>> start Stored records

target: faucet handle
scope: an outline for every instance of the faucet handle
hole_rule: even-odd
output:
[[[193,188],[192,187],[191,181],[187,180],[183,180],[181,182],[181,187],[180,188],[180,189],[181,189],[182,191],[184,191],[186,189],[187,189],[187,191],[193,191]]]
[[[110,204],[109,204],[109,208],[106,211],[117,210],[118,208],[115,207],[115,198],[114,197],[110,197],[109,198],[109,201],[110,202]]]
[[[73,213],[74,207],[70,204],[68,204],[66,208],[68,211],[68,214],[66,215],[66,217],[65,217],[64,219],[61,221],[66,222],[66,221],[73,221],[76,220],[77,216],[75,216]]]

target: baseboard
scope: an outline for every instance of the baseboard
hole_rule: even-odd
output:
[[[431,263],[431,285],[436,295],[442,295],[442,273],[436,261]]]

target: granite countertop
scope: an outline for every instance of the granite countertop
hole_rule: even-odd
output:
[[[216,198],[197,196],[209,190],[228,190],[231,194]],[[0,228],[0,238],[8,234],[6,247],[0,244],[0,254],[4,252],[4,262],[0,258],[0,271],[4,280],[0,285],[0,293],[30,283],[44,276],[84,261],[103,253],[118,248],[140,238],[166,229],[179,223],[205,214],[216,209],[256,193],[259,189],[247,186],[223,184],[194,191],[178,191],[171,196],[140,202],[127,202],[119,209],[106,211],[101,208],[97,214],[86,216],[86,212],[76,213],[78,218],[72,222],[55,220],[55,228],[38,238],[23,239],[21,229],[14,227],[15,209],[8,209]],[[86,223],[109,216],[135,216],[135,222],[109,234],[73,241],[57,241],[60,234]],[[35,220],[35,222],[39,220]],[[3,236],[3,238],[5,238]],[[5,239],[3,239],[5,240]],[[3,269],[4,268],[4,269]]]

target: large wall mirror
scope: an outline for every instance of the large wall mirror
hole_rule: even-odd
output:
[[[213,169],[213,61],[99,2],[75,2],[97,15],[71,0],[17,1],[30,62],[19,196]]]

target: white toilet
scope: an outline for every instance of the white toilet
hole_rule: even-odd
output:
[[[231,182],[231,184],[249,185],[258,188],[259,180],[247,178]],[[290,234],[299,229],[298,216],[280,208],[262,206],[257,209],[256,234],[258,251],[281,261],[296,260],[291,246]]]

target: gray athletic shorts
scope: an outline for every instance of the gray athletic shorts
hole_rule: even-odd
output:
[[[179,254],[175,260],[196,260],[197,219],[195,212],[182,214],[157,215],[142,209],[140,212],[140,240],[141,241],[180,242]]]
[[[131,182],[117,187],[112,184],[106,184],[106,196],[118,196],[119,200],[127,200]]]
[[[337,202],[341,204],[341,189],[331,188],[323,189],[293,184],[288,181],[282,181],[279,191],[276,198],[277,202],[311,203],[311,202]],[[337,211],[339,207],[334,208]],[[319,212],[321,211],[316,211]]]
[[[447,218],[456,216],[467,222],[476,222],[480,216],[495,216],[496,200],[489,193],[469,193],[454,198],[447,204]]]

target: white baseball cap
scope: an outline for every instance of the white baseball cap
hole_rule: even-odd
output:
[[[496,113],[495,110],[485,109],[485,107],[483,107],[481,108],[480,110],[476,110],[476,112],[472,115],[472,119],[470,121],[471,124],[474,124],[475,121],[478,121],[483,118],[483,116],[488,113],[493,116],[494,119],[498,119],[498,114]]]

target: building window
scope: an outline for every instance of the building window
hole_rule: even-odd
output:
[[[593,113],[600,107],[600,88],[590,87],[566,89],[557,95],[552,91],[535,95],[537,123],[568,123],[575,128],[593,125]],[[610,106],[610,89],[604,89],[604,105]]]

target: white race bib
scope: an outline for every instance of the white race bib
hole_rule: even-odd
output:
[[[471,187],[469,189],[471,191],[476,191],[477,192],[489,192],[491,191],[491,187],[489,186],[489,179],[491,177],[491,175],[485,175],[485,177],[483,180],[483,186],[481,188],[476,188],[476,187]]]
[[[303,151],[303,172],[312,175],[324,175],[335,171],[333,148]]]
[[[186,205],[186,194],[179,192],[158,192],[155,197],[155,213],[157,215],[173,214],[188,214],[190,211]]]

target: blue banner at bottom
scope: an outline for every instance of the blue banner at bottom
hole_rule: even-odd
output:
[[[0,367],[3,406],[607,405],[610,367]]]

>> end Stored records
>> start Stored records

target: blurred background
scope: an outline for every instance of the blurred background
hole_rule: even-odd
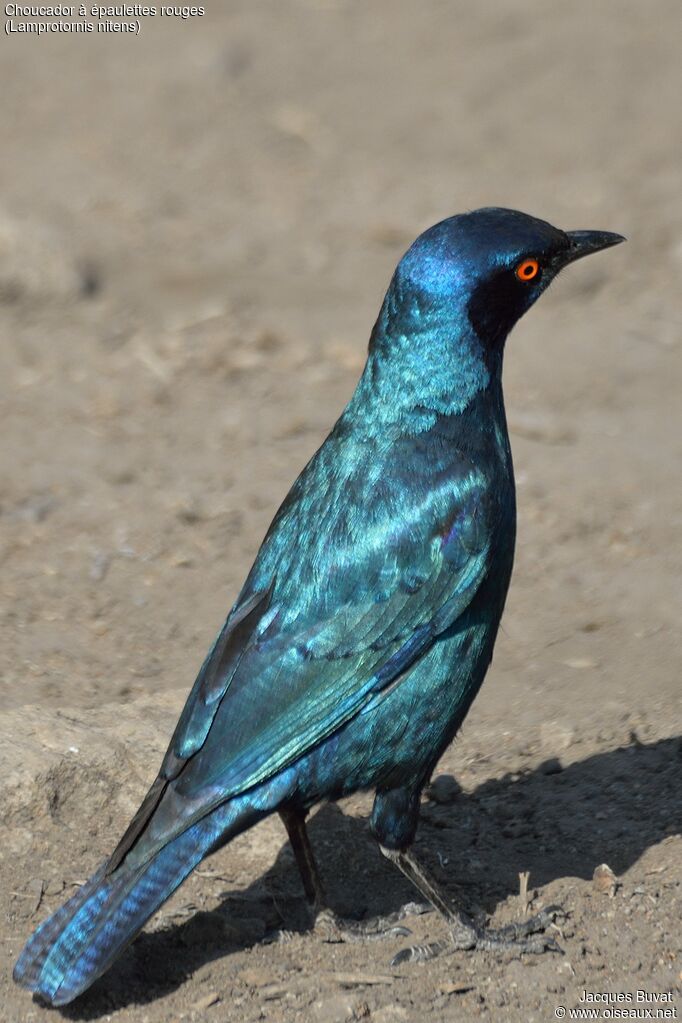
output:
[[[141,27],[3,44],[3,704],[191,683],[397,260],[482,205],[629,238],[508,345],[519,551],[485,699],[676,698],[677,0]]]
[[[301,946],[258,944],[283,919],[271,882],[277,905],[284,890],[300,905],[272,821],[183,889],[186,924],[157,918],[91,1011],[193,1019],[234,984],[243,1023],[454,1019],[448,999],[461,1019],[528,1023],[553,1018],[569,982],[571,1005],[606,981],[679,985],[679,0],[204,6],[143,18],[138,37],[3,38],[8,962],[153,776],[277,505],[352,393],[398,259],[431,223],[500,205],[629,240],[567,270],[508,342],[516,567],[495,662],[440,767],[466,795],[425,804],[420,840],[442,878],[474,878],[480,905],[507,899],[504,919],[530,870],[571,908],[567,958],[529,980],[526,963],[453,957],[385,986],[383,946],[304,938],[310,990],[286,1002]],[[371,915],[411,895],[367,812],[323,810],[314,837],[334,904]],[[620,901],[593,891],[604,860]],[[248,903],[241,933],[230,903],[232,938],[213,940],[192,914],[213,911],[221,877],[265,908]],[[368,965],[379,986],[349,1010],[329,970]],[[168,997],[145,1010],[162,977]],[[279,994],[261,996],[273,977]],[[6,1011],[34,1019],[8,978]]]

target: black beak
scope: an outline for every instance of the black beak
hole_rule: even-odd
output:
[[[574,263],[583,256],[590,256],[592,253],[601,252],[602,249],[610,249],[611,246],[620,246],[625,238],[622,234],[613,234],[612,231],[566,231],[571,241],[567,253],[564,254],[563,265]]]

>> end Stored records

Can you express the lines starting at the one containing "target: white race bib" and ending at the one containing "[[[0,367],[3,406],[607,405],[610,367]]]", both included, as a JSON list of strings with one string per line and blank lines left out?

## [Written solution]
[
  "target: white race bib",
  "scope: an outline for every instance of the white race bib",
  "hole_rule: even-odd",
  "output:",
  "[[[471,187],[469,189],[471,191],[476,191],[477,192],[489,192],[491,191],[491,187],[489,186],[489,179],[491,177],[491,175],[485,175],[485,177],[483,180],[483,186],[481,188],[476,188],[476,187]]]",
  "[[[303,151],[303,172],[312,175],[324,175],[335,171],[333,148]]]",
  "[[[186,205],[186,194],[179,192],[158,192],[155,197],[155,213],[157,215],[173,214],[188,214],[190,211]]]",
  "target: blue banner at bottom",
  "scope: an outline for every instance of the blue banner at bottom",
  "hole_rule: even-odd",
  "output:",
  "[[[0,367],[3,406],[607,405],[610,367]]]"
]